━━━ Entries supplied

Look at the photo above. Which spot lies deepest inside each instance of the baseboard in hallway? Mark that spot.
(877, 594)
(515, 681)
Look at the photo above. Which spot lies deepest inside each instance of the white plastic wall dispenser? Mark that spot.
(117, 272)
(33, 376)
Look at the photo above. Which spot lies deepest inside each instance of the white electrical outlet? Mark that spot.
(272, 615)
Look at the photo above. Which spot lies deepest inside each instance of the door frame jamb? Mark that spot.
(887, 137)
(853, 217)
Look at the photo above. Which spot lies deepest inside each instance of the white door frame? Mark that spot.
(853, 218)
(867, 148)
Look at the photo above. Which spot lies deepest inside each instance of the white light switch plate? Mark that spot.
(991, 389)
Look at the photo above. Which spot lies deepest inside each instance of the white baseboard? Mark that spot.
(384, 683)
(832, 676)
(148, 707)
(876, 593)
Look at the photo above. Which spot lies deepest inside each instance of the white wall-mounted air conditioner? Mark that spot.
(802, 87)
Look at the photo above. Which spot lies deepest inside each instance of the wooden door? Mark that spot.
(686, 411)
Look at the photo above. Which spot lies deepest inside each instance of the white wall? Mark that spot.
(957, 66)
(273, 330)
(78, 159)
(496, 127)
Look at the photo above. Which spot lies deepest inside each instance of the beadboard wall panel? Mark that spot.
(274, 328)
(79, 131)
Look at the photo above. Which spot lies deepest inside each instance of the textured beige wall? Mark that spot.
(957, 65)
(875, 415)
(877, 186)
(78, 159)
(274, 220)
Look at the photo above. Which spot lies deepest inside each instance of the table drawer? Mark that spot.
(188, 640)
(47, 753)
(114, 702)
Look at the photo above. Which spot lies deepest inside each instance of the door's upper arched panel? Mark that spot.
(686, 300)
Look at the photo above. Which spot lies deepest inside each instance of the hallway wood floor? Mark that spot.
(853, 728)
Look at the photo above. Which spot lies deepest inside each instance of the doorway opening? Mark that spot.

━━━━━━

**Set problem**
Copy the lines above word for word.

**Result below**
Look at the photo above. Which spot lies deepest inside each instance of the baseboard in hallway? Mark that spot.
(877, 594)
(515, 681)
Look at the photo above. Which spot lies deepest inside each instance of the white plastic wall dispenser? Mark that spot.
(117, 272)
(33, 376)
Look at the photo above. Which spot lies deepest inside each instance of the white electrical outlet? Mark that spot.
(272, 615)
Look at the photo above. Which spot lies deepest inside each instance of the door frame jamb? Mark that spot.
(887, 137)
(853, 217)
Look at the photo above. Which spot lies deepest inside each instance of the white door frame? Mark that spot.
(853, 218)
(867, 148)
Look at the photo above. Which spot lies deepest inside each instance of the white light switch plate? Mark that spot.
(991, 389)
Look at the photo above. Which spot lies deepest inside each instance of the white baseboard? Mark that spot.
(384, 683)
(832, 676)
(148, 707)
(876, 593)
Look at the photo above. Which spot lies deepest inside each instance of the white wall-mounted air conditioner? Mark that spot.
(802, 87)
Look at the photo above. Which spot lies deepest inside each instance of the wooden door? Mark that spot.
(686, 411)
Look at the photo above. Which spot lies deepest inside each instance of the white wall? Mark that spot.
(957, 66)
(273, 330)
(78, 159)
(496, 127)
Look at the photo above. Which spot lies deepest inside each instance of the beadboard wall panel? Mark that spot.
(274, 328)
(79, 131)
Look at the photo above. Which spot lies deepest inside each instance of the textured beige wall? Mark that spot.
(957, 65)
(875, 415)
(877, 186)
(78, 159)
(274, 220)
Look at the photo above. Which spot lies deepest inside each instance of the table drawer? Mark that spot.
(188, 640)
(47, 753)
(114, 702)
Look at the photo above. Which spot lies deepest inside each instance of the door's upper arched panel? Mark that spot.
(686, 300)
Look at the photo above. Which spot lies deepest inside each instance of the hallway wood floor? Mark that spot.
(853, 728)
Look at the photo above. Which spot lies deepest inside each instance of the doorway opening? Mark that spot.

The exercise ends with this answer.